**Part of a data file**
===============
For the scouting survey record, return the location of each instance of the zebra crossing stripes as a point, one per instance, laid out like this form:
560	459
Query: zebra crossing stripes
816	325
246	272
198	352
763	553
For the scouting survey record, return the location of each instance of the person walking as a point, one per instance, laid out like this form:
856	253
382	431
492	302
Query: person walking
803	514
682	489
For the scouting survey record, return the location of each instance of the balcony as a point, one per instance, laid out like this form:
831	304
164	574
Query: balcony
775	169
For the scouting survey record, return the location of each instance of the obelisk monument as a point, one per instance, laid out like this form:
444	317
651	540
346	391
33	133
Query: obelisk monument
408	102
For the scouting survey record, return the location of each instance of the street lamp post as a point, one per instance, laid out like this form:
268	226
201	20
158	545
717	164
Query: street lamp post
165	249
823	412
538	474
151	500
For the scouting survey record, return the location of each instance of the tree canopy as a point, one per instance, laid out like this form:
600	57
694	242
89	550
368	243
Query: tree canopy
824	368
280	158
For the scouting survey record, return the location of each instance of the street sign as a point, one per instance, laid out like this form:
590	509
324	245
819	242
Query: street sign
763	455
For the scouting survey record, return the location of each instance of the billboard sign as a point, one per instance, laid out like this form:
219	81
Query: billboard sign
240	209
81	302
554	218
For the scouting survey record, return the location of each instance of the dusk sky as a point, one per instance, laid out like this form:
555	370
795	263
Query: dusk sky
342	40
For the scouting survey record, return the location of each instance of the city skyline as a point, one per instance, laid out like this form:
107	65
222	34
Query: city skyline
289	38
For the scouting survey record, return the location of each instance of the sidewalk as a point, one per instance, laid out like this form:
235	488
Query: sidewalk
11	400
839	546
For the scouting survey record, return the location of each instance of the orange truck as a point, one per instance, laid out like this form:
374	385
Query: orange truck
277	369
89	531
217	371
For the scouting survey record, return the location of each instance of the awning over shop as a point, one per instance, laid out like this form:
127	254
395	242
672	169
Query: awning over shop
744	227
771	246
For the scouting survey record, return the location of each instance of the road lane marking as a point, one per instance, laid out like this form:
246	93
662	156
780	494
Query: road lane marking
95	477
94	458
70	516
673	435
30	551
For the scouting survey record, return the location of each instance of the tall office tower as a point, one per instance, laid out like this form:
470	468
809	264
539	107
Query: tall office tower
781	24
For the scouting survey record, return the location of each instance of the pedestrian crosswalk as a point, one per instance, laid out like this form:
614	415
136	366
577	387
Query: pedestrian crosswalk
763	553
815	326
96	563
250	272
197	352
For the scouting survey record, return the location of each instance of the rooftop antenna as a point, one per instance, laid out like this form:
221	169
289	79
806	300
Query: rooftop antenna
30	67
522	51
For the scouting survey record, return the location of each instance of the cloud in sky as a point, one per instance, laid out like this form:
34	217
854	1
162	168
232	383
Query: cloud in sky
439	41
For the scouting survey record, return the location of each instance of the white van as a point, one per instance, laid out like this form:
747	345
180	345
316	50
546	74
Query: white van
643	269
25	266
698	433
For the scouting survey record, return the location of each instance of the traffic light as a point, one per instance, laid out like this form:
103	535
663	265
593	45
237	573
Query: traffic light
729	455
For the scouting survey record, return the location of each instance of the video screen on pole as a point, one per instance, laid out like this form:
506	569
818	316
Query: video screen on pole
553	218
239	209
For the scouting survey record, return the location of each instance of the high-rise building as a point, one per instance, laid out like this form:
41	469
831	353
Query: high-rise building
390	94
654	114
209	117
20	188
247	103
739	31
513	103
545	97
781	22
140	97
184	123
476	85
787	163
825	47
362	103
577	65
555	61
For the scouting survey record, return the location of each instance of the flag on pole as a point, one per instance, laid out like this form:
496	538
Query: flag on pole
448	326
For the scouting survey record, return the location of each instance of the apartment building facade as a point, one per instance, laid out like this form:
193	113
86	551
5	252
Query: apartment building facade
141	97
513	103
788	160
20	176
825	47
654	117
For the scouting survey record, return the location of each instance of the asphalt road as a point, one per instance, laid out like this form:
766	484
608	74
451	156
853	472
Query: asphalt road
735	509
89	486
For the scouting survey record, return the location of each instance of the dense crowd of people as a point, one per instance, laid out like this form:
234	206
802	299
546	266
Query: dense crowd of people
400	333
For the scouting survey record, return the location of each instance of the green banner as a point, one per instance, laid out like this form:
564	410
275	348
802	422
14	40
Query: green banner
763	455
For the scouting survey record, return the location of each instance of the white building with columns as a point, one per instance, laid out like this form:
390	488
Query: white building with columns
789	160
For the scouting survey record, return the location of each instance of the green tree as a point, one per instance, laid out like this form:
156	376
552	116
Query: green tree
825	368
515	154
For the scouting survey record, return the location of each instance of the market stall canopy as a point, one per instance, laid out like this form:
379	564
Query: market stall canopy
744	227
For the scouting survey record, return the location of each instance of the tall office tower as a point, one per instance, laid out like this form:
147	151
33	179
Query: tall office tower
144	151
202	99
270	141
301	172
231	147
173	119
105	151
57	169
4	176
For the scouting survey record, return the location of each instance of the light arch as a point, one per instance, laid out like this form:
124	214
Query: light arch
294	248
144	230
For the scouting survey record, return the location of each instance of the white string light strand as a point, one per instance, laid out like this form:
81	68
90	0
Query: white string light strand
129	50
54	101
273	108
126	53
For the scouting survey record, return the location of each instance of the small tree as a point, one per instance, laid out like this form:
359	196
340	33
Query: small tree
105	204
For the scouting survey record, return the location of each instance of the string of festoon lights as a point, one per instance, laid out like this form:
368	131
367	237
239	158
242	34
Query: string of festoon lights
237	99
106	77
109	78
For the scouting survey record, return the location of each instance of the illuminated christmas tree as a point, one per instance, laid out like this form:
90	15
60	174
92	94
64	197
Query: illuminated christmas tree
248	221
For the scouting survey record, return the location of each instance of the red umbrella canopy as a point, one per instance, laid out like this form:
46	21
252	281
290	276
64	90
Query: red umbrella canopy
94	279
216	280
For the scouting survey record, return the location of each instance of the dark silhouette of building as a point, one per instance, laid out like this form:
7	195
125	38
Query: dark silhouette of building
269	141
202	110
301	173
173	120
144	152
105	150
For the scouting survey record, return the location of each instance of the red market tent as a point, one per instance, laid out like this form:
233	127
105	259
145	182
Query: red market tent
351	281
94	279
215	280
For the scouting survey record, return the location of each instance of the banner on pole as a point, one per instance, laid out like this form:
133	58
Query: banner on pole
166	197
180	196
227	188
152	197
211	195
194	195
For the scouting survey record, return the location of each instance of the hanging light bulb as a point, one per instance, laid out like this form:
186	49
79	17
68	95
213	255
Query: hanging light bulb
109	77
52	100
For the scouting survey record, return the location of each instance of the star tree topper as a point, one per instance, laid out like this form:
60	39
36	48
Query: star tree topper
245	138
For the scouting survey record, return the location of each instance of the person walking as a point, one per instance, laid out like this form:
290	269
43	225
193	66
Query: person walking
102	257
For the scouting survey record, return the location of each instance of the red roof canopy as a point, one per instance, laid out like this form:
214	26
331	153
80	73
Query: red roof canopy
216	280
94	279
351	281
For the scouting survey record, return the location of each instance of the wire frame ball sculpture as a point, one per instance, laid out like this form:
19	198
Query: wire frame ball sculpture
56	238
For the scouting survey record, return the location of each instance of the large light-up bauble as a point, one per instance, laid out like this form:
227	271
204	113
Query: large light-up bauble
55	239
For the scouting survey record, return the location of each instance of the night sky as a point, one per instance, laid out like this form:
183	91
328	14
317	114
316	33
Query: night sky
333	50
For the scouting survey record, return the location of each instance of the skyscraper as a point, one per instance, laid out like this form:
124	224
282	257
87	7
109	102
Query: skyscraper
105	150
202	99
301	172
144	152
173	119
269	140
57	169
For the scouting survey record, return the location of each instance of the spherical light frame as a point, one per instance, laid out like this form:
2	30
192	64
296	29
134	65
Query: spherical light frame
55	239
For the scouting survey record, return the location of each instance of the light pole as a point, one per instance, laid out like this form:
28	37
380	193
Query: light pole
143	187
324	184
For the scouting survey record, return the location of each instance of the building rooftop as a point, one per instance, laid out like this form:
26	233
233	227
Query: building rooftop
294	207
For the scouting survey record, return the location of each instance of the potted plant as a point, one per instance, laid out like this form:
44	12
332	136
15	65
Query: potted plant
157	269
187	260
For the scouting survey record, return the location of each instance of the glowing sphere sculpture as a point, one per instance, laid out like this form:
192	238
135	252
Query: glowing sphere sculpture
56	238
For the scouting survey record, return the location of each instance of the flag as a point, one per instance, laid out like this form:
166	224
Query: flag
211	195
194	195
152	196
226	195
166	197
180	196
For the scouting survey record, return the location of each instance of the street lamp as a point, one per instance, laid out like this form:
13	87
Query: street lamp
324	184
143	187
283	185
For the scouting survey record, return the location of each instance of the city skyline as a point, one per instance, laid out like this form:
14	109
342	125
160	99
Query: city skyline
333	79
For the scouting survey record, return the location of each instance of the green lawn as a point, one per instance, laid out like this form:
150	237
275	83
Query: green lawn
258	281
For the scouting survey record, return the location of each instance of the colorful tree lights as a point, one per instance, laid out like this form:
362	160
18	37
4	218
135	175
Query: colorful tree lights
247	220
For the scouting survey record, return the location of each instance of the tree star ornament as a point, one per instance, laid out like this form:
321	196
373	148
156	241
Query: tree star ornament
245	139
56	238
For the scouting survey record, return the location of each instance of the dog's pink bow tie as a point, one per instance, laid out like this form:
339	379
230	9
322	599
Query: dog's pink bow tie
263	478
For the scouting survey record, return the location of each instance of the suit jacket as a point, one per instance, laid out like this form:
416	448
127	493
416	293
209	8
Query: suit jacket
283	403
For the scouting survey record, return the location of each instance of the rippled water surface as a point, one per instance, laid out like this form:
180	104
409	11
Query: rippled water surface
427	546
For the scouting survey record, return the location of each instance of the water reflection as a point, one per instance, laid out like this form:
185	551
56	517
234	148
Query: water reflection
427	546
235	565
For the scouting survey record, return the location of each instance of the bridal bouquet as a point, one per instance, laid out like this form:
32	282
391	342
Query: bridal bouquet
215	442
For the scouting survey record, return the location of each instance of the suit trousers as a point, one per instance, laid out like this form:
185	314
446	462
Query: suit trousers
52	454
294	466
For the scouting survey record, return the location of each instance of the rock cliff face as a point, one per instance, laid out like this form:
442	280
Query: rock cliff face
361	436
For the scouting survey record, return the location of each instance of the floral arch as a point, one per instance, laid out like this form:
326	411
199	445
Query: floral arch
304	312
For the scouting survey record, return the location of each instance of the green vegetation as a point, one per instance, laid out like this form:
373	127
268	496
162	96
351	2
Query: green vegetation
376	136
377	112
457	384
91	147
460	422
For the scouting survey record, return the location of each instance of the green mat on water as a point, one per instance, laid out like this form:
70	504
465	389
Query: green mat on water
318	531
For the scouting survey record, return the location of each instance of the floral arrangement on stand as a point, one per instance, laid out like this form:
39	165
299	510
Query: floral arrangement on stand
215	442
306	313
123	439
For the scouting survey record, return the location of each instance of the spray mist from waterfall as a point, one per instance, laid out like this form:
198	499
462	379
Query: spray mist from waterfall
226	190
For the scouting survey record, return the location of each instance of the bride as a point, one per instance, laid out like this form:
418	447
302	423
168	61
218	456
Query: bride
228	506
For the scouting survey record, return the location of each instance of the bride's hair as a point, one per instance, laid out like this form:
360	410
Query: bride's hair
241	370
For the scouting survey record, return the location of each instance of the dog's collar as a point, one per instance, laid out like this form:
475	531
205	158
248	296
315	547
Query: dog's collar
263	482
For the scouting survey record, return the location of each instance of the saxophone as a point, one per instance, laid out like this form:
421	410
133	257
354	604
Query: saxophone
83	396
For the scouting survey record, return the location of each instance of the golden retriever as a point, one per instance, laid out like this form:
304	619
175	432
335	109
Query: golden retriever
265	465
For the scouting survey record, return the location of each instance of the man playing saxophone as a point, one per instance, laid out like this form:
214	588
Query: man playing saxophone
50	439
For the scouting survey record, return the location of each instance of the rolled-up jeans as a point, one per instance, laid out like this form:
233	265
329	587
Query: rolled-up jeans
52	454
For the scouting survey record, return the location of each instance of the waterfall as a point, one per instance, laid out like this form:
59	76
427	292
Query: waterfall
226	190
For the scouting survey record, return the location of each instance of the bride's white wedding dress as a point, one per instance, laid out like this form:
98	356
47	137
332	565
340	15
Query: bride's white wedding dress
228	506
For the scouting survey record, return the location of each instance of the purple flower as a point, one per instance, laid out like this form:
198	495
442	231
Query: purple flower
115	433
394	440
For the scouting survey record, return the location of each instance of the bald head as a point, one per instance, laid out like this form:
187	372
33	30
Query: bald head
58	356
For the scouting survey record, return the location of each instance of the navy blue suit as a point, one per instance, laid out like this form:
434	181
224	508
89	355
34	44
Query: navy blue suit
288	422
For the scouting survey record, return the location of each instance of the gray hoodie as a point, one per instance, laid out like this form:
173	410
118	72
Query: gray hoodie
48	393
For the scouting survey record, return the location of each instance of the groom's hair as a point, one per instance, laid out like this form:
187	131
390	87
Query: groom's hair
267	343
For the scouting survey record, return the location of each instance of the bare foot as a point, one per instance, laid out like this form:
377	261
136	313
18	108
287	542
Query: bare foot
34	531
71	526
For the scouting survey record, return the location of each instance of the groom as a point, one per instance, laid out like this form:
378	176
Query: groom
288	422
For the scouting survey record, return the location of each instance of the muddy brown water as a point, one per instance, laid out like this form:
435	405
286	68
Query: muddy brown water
===============
**Task directions**
Your answer should consist only of the lines from the one with "of the groom's" through the end of the data above, reproduced exactly.

**Reply to the task**
For the scouting survey record, return the location of each instance of the groom's hair as a point, one per instance, laid out like this form:
187	131
390	87
Query: groom's hair
267	343
For the scouting survey record, return the location of each instance of the bare foot as a point, one per instance, laid out like this form:
377	261
136	313
18	108
287	542
Query: bare foot
34	531
71	526
For the scouting survey record, return the location of each instance of the groom as a point, one per instance, laid out like this form:
378	176
Query: groom
288	422
For the scouting survey record, return the location of each instance of the muddy brown water as a point, one per instance, laid out like this form:
435	405
286	68
Query: muddy brown water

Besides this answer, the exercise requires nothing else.